--- READING TEXT ---
◇ ◇ ◇ ◇

Source code for wraquant.econometrics.timeseries

"""Time series econometrics.

Provides Vector Autoregression (VAR), Vector Error Correction Models (VECM),
Granger causality tests, impulse response functions, forecast error variance
decomposition, and structural break tests.  These are the core multivariate
time series tools used in macrofinance and empirical asset pricing
(Campbell-Lo-MacKinlay ch. 11; Hamilton ch. 11-19; Lutkepohl, 2005).
"""

from __future__ import annotations

from typing import Any

import numpy as np
import pandas as pd
from scipy import stats as sp_stats



[docs]
def var_model(
    data: pd.DataFrame | np.ndarray,
    max_lags: int | None = None,
    ic: str = "aic",
) -> dict[str, Any]:
    """Fit a Vector Autoregression (VAR) model.

    Selects lag order by information criterion and estimates the reduced-form
    VAR by equation-by-equation OLS.

    Parameters:
        data: Multivariate time series (T, k).  Columns are treated as
            endogenous variables.
        max_lags: Maximum lag order to consider.  Defaults to
            ``int(12 * (T / 100) ** (1/4))``.
        ic: Information criterion for lag selection -- ``"aic"``, ``"bic"``,
            ``"hqic"``, or ``"fpe"``.

    Returns:
        Dictionary with ``coefficients`` (k x k*p + 1 matrix where the last
        column is the intercept), ``lag_order``, ``residuals`` (T-p, k),
        ``sigma_u`` (innovation covariance), ``aic``, ``bic``, ``fittedvalues``,
        and a ``forecast`` callable ``(steps) -> np.ndarray``.
    """
    from statsmodels.tsa.api import VAR as _VAR

    if isinstance(data, np.ndarray):
        data = pd.DataFrame(data)

    model = _VAR(data)

    if max_lags is None:
        T = len(data)
        max_lags = int(12 * (T / 100) ** 0.25)
        max_lags = max(max_lags, 1)

    result = model.fit(maxlags=max_lags, ic=ic)

    # Build coefficient matrix [A1 | A2 | ... | Ap | c]
    p = result.k_ar
    k = result.neqs
    coef_matrices = []
    for lag in range(1, p + 1):
        coef_matrices.append(result.coefs[lag - 1])  # (k, k)
    intercept = result.intercept.reshape(-1, 1)  # (k, 1)
    coef_full = np.hstack([*coef_matrices, intercept])  # (k, k*p + 1)

    def _forecast(steps: int) -> np.ndarray:
        return result.forecast(result.endog[-p:], steps=steps)

◇ ◇ ◇ ◇

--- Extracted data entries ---
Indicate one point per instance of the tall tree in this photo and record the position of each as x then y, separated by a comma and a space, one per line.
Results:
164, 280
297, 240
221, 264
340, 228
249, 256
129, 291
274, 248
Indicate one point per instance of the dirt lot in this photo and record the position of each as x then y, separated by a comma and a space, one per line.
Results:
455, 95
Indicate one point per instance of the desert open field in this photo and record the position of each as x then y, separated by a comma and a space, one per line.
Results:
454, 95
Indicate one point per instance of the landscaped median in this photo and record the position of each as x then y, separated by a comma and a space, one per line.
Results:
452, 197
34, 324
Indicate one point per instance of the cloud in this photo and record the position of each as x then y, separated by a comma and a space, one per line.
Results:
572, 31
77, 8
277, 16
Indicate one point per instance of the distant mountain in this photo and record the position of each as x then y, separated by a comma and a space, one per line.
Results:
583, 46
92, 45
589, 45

◇ ◇ ◇ ◇

--- WRITTEN PROBLEM A ---
Write out the part of the time series code from "model = _VAR(data)" to "result = model.fit(maxlags=max_lags, ic=ic)", matching it character for character.
--- WRITTEN PROBLEM B ---
In the time series code, which four information criteria can the ic setting take for choosing the lag order?

--- REPLY A ---
model = _VAR(data)

    if max_lags is None:
        T = len(data)
        max_lags = int(12 * (T / 100) ** 0.25)
        max_lags = max(max_lags, 1)

    result = model.fit(maxlags=max_lags, ic=ic)

--- REPLY B ---
"aic", "bic", "hqic", and "fpe".